→ Provided data:
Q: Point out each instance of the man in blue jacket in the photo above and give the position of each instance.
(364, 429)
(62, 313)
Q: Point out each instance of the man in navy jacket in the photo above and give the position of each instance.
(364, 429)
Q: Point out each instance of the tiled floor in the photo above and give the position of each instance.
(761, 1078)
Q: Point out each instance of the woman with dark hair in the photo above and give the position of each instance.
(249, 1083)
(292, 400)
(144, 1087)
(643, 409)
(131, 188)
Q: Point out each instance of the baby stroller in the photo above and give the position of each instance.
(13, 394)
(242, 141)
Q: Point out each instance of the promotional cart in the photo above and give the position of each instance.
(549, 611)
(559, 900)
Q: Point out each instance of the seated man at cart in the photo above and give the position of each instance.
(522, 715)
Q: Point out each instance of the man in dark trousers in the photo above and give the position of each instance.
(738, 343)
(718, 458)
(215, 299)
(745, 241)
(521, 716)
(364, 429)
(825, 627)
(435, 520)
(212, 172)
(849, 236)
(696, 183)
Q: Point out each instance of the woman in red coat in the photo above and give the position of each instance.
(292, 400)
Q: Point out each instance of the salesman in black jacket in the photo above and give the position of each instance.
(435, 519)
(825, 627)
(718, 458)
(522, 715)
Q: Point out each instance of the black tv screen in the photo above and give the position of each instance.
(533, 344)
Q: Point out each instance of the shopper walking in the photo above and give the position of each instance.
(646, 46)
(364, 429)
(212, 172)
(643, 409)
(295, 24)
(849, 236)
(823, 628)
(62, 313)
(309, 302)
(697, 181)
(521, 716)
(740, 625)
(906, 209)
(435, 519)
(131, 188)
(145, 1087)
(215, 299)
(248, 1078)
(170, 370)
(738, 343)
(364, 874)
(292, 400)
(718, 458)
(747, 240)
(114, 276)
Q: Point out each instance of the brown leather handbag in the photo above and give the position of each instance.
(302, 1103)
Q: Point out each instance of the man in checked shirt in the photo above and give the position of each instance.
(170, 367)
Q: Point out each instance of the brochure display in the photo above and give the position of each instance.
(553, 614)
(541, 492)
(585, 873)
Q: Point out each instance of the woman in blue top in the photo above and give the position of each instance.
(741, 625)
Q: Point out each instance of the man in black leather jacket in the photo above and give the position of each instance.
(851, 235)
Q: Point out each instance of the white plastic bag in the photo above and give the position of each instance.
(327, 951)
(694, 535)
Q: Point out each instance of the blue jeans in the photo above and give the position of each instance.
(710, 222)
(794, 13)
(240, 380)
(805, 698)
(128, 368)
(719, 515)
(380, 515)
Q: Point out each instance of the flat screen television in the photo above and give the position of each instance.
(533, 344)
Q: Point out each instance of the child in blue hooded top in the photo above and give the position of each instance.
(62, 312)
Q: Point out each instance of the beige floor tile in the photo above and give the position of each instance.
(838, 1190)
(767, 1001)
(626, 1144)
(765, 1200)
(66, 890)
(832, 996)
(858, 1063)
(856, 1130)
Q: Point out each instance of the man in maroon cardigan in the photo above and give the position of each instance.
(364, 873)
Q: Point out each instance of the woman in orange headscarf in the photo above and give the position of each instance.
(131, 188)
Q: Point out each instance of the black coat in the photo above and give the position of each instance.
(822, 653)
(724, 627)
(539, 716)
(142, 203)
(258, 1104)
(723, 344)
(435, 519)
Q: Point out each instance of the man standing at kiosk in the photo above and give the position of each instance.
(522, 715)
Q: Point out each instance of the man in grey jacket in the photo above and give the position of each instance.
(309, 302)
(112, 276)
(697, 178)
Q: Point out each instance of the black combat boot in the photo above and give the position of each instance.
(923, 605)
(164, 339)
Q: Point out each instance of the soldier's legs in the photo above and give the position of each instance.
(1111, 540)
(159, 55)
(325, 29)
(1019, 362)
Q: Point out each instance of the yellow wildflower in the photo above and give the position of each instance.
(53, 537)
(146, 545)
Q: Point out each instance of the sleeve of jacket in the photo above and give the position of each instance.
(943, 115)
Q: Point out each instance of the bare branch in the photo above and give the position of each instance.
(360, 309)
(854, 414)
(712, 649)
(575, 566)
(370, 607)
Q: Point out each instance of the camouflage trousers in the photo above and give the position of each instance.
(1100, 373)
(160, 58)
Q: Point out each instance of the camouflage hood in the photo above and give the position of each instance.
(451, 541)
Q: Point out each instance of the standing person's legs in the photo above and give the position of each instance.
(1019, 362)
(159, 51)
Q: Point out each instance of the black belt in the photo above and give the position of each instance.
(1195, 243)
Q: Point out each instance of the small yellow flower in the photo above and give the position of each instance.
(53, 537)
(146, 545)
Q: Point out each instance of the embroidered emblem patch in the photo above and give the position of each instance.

→ Exercise description: Each line of the material must be restated exactly.

→ Correct response:
Q: Point out each instance of the man in blue jacket in the photo above and give the position of each instance.
(364, 429)
(62, 313)
Q: Point out each instance of the man in navy jacket in the photo above and give the position of each instance.
(364, 429)
Q: Point out each instance of the tiled floor in the photo above and give the position of each instance.
(761, 1078)
Q: Point out each instance of the woman with dark hair in the photo above and give the position of each instance.
(249, 1083)
(292, 400)
(144, 1087)
(643, 409)
(131, 188)
Q: Point out each instance of the baby stroller in the photo above and give the position of each instance.
(13, 394)
(242, 141)
Q: Point out each instance of the promotional cart in the photo above and give the position of each instance.
(549, 611)
(559, 900)
Q: Point out each instance of the seated man at cart in the photo above and give the position of each instance.
(522, 715)
Q: Point out each instance of the man in dark trousers in the photo above and give the position of each instance.
(738, 343)
(718, 458)
(215, 299)
(745, 241)
(521, 716)
(364, 429)
(825, 627)
(435, 520)
(212, 172)
(849, 236)
(696, 183)
Q: Point out each instance of the woman in red coat in the photo above and give the position of each instance.
(292, 400)
Q: Point out each instance of the salesman in black jacket in the photo above and give the position of each instance.
(435, 519)
(825, 627)
(718, 458)
(522, 715)
Q: Point out each instance of the black tv screen in the photo above and give the position of each instance.
(533, 344)
Q: Point out each instance of the shopper walking in the photo above and give the position of each instance.
(646, 46)
(364, 429)
(212, 172)
(643, 409)
(295, 24)
(849, 236)
(823, 628)
(62, 313)
(309, 302)
(697, 181)
(521, 716)
(740, 625)
(906, 209)
(435, 519)
(131, 188)
(145, 1087)
(215, 299)
(248, 1078)
(170, 370)
(738, 343)
(364, 874)
(292, 400)
(718, 458)
(747, 240)
(114, 276)
Q: Point out each instance of the brown leather handbag in the photo above and give the position of each instance.
(302, 1103)
Q: Point out each instance of the man in checked shirt in the photo above and give the position of each instance.
(170, 367)
Q: Point out each instance of the brochure display in the photo above and give the position of each instance.
(553, 614)
(541, 492)
(585, 873)
Q: Point out each instance of the woman in blue top in the photo above and give the position of each instance.
(741, 625)
Q: Point out each instance of the man in black leather jacket in the photo above and give the position of each instance.
(851, 235)
Q: Point out each instance of the white plastic bag in the photo above and give the position of each instance.
(327, 951)
(694, 535)
Q: Point out each instance of the blue jeans in the photo above and give the position of each instance.
(710, 222)
(794, 13)
(240, 380)
(805, 698)
(128, 368)
(719, 515)
(380, 515)
Q: Point out each instance of the flat screen television in the photo above and give the position of each instance.
(533, 344)
Q: Point out each instance of the child in blue hooded top in the photo above and give the position of each instance.
(62, 312)
Q: Point out each instance of the beige floor tile in the photo above and give the position of each instance.
(838, 1190)
(767, 1001)
(626, 1144)
(765, 1200)
(66, 890)
(832, 996)
(858, 1063)
(856, 1130)
Q: Point out each instance of the man in maroon cardigan in the photo above and give the position of each instance.
(364, 873)
Q: Point out each instance of the woman in orange headscarf in the photo above and give the position of each instance.
(131, 188)
Q: Point out each instance of the black coat in the photo above and give the position of each instance.
(822, 653)
(724, 627)
(539, 716)
(142, 203)
(258, 1104)
(723, 344)
(435, 519)
Q: Point out each instance of the man standing at kiosk in the photo above and give the position of each instance.
(522, 715)
Q: Point out each instance of the man in grey jacket in the photo above and give the position of each instance.
(309, 302)
(112, 276)
(697, 178)
Q: Point out each instance of the black combat boot in the photo above and give the position of each instance.
(923, 605)
(164, 339)
Q: Point out each instance of the soldier's legs in the photo above and give the position of each instance.
(1111, 540)
(159, 55)
(325, 29)
(1019, 362)
Q: Point out each instance of the yellow wildflower in the photo above and give the position of each instance.
(53, 537)
(146, 545)
Q: Point out each instance of the sleeve of jacket in the photo above and give the position of each instance.
(943, 115)
Q: Point out each instance of the bare branch in the photo above and give the position of each instance.
(360, 309)
(854, 414)
(712, 649)
(575, 566)
(370, 607)
Q: Point out each instance of the camouflage trousers in the photo above and give the position of each instance.
(1100, 373)
(160, 58)
Q: Point out each instance of the camouflage hood in the photo above and give the position of each instance.
(451, 541)
Q: Point out each instance of the standing person's legs in the photo above and give the position of each instance.
(1019, 362)
(159, 51)
Q: Point out each instance of the black belt in the photo above and give the position of each instance.
(1195, 243)
Q: Point out each instance of the small yellow flower in the photo above and give the position of each instance.
(53, 537)
(146, 545)
Q: Point out each instance of the embroidered emblem patch in the photo above and give the position of each instance.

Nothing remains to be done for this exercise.